Your instructions
Rewrite all of the material below as a numbered list, one line per item, omitting any blank lines.

Data excerpts
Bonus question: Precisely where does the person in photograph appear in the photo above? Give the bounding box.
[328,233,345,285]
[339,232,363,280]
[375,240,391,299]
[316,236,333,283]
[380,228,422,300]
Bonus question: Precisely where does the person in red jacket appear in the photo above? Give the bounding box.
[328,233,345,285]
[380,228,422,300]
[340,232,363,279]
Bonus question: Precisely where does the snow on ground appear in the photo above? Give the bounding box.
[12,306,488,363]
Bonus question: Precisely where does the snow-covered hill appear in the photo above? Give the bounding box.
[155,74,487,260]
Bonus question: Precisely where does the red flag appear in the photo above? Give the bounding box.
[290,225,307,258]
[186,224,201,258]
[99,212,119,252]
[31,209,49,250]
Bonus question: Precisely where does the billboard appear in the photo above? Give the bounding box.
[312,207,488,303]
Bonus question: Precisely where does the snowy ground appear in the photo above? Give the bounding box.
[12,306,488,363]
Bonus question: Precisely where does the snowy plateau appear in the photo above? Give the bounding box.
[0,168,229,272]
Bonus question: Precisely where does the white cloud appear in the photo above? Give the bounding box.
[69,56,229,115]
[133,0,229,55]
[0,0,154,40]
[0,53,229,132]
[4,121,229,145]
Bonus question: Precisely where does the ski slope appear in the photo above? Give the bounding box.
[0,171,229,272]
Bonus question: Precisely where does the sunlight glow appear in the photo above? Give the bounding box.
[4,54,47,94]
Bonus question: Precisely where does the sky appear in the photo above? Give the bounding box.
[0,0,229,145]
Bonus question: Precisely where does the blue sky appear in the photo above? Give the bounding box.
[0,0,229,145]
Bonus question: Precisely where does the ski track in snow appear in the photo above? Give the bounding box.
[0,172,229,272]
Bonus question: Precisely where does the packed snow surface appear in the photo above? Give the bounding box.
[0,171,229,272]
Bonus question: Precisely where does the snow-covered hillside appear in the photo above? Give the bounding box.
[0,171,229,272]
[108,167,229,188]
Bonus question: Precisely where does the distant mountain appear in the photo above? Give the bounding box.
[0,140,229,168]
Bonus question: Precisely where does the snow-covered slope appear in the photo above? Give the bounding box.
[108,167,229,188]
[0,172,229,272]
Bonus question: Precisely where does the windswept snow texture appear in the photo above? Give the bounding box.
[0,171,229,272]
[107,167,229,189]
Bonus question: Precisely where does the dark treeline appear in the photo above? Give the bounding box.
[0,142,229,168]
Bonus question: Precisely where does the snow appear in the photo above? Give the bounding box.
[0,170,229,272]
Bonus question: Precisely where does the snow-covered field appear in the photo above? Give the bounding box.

Exercise solution
1. Bonus question: Precisely where does the person in photograph appear in the photo above? Give the bounding box.
2. [328,233,345,285]
3. [339,232,363,280]
4. [375,240,391,299]
5. [316,236,333,283]
6. [380,228,422,300]
7. Bonus question: Precisely where does the person in red jacket appear in the photo above? Give the bounding box.
8. [328,233,345,285]
9. [380,228,422,300]
10. [340,232,363,279]
11. Bonus question: Precisely where does the snow on ground appear in the photo above? Give the bounding box.
12. [12,306,488,363]
13. Bonus question: Precisely where does the snow-covered hill appear in the photo above? Give the bounding box.
14. [155,74,487,260]
15. Bonus question: Precisely where does the red flag appear in the photo above? Give the bounding box.
16. [290,225,307,258]
17. [186,224,201,258]
18. [99,212,119,252]
19. [31,209,49,250]
20. Bonus question: Precisely where does the billboard appear in the photo above? Give the bounding box.
21. [312,207,488,303]
22. Bonus question: Precisely where does the snowy ground appear in the photo above? Give the bounding box.
23. [12,306,488,363]
24. Bonus question: Precisely where does the snowy plateau appear in the photo above? Give the bounding box.
25. [0,168,229,272]
26. Bonus question: Precisely where does the white cloud appear in the photo above? Give the bounding box.
27. [69,56,229,115]
28. [133,0,229,55]
29. [0,0,154,40]
30. [0,53,229,132]
31. [4,121,229,145]
32. Bonus question: Precisely where does the ski slope appear in the photo above? Give the bounding box.
33. [0,171,229,272]
34. Bonus question: Precisely where does the sunlight glow appear in the photo above? Give the bounding box.
35. [4,54,47,94]
36. Bonus question: Precisely where does the sky appear in the photo above? Give the bounding box.
37. [0,0,229,145]
38. Bonus question: Precisely where does the blue sky appear in the photo above? Give the bounding box.
39. [0,0,229,145]
40. Bonus question: Precisely where does the ski track in snow appear in the photo above? Give the bounding box.
41. [0,172,229,272]
42. Bonus question: Precisely where does the packed snow surface appear in the photo above? Give the bounding box.
43. [0,171,229,272]
44. Bonus question: Precisely where does the snow-covered hillside appear in the photo above? Give the bounding box.
45. [0,171,229,272]
46. [108,167,229,188]
47. Bonus question: Precisely where does the distant mountain appear in the photo above? Give the bounding box.
48. [0,140,229,168]
49. Bonus question: Precisely where does the snow-covered slope appear in the photo above? Give the bounding box.
50. [108,167,229,188]
51. [0,172,229,272]
52. Bonus question: Precisely where does the windswept snow texture appear in the photo above? Give the bounding box.
53. [0,171,229,272]
54. [107,167,229,189]
55. Bonus question: Precisely where does the dark treeline appear in the photo above? Give the bounding box.
56. [0,142,229,168]
57. Bonus question: Precisely where does the snow appear in the photo above? Give the bounding box.
58. [0,170,229,272]
59. Bonus question: Precisely where does the snow-covered field appear in the photo above? Give the bounding box.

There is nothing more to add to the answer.